[Point annotation dataset records]
_ _ _ _

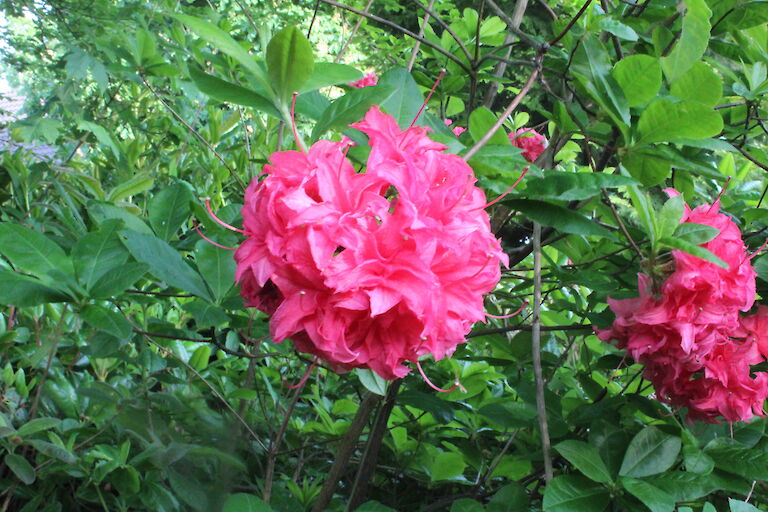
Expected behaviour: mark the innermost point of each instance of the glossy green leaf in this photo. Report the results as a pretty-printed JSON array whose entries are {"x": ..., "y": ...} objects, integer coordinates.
[
  {"x": 224, "y": 42},
  {"x": 20, "y": 467},
  {"x": 20, "y": 290},
  {"x": 350, "y": 108},
  {"x": 289, "y": 62},
  {"x": 98, "y": 253},
  {"x": 32, "y": 252},
  {"x": 217, "y": 267},
  {"x": 223, "y": 90},
  {"x": 168, "y": 209},
  {"x": 700, "y": 83},
  {"x": 107, "y": 320},
  {"x": 165, "y": 262},
  {"x": 573, "y": 493},
  {"x": 650, "y": 452},
  {"x": 586, "y": 459},
  {"x": 665, "y": 121},
  {"x": 639, "y": 76},
  {"x": 652, "y": 497},
  {"x": 693, "y": 40}
]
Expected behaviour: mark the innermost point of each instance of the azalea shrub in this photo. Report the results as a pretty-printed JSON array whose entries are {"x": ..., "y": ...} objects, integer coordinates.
[{"x": 325, "y": 256}]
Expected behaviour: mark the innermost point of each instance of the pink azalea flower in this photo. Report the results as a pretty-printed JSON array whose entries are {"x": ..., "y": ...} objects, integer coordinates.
[
  {"x": 369, "y": 79},
  {"x": 457, "y": 130},
  {"x": 530, "y": 141},
  {"x": 696, "y": 348},
  {"x": 373, "y": 269}
]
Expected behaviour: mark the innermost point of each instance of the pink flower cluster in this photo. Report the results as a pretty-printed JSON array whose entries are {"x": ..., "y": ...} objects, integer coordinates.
[
  {"x": 696, "y": 347},
  {"x": 369, "y": 270},
  {"x": 530, "y": 141},
  {"x": 369, "y": 79}
]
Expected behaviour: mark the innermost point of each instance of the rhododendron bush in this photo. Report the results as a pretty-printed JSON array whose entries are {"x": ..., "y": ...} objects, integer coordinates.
[{"x": 371, "y": 256}]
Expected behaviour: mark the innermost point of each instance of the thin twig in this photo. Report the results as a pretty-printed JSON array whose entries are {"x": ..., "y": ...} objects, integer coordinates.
[
  {"x": 541, "y": 407},
  {"x": 402, "y": 30},
  {"x": 194, "y": 132},
  {"x": 504, "y": 115}
]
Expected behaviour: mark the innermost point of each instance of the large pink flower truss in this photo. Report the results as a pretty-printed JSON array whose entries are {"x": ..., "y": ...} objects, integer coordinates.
[
  {"x": 373, "y": 269},
  {"x": 696, "y": 346}
]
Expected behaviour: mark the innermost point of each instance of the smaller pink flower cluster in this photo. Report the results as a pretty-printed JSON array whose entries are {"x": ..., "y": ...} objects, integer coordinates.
[
  {"x": 369, "y": 79},
  {"x": 530, "y": 141},
  {"x": 696, "y": 347},
  {"x": 373, "y": 269}
]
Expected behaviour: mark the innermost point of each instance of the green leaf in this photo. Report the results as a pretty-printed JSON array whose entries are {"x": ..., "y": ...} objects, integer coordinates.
[
  {"x": 52, "y": 450},
  {"x": 741, "y": 506},
  {"x": 168, "y": 210},
  {"x": 32, "y": 251},
  {"x": 372, "y": 381},
  {"x": 224, "y": 42},
  {"x": 695, "y": 250},
  {"x": 222, "y": 90},
  {"x": 586, "y": 459},
  {"x": 132, "y": 187},
  {"x": 480, "y": 121},
  {"x": 700, "y": 83},
  {"x": 326, "y": 74},
  {"x": 217, "y": 267},
  {"x": 118, "y": 280},
  {"x": 693, "y": 40},
  {"x": 37, "y": 425},
  {"x": 563, "y": 219},
  {"x": 696, "y": 234},
  {"x": 669, "y": 216},
  {"x": 289, "y": 62},
  {"x": 574, "y": 493},
  {"x": 20, "y": 290},
  {"x": 652, "y": 497},
  {"x": 665, "y": 121},
  {"x": 20, "y": 467},
  {"x": 242, "y": 502},
  {"x": 650, "y": 452},
  {"x": 99, "y": 253},
  {"x": 406, "y": 100},
  {"x": 639, "y": 76},
  {"x": 106, "y": 320},
  {"x": 568, "y": 186},
  {"x": 165, "y": 262},
  {"x": 446, "y": 466},
  {"x": 647, "y": 166},
  {"x": 350, "y": 108}
]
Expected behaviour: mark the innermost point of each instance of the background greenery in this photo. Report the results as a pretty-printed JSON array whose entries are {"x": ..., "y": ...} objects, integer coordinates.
[{"x": 131, "y": 376}]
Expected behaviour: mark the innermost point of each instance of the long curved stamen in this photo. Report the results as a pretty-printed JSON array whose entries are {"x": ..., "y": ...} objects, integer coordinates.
[
  {"x": 510, "y": 315},
  {"x": 424, "y": 105},
  {"x": 218, "y": 220},
  {"x": 727, "y": 182},
  {"x": 194, "y": 223},
  {"x": 510, "y": 189},
  {"x": 429, "y": 382},
  {"x": 304, "y": 378}
]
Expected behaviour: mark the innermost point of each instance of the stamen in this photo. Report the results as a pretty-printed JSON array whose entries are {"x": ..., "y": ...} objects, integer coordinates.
[
  {"x": 293, "y": 124},
  {"x": 218, "y": 220},
  {"x": 424, "y": 105},
  {"x": 510, "y": 315},
  {"x": 429, "y": 382},
  {"x": 194, "y": 223},
  {"x": 516, "y": 183},
  {"x": 728, "y": 181},
  {"x": 304, "y": 378}
]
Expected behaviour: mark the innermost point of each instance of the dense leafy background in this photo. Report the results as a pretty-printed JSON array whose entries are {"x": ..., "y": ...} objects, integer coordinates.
[{"x": 131, "y": 376}]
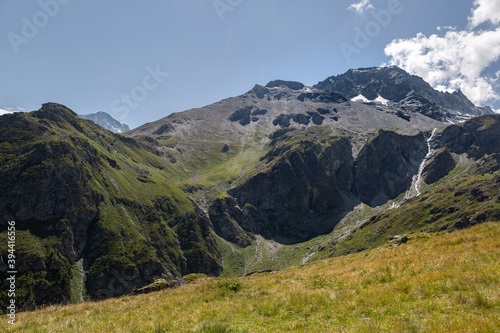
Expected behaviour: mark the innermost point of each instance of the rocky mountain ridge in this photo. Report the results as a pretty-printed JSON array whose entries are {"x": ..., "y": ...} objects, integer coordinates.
[
  {"x": 207, "y": 190},
  {"x": 407, "y": 91}
]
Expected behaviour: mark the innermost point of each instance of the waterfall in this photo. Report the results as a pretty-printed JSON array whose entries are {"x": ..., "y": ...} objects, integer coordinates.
[{"x": 414, "y": 190}]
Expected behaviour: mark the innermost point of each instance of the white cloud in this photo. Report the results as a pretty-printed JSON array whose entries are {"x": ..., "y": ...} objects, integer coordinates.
[
  {"x": 361, "y": 6},
  {"x": 457, "y": 59},
  {"x": 484, "y": 11}
]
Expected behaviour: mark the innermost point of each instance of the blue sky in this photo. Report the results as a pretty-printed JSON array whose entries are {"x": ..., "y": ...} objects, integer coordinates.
[{"x": 142, "y": 60}]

_ _ _ _

Reproduce the data verbatim, everything from the line containing "of the blue" down to the end of the data, with both of those ends included.

Expected behaviour: mark the innermost point of each instance of the blue sky in this photo. Report the results as a pretty-printed JSON array whose entries are {"x": ..., "y": ...} objects, integer coordinates.
[{"x": 142, "y": 60}]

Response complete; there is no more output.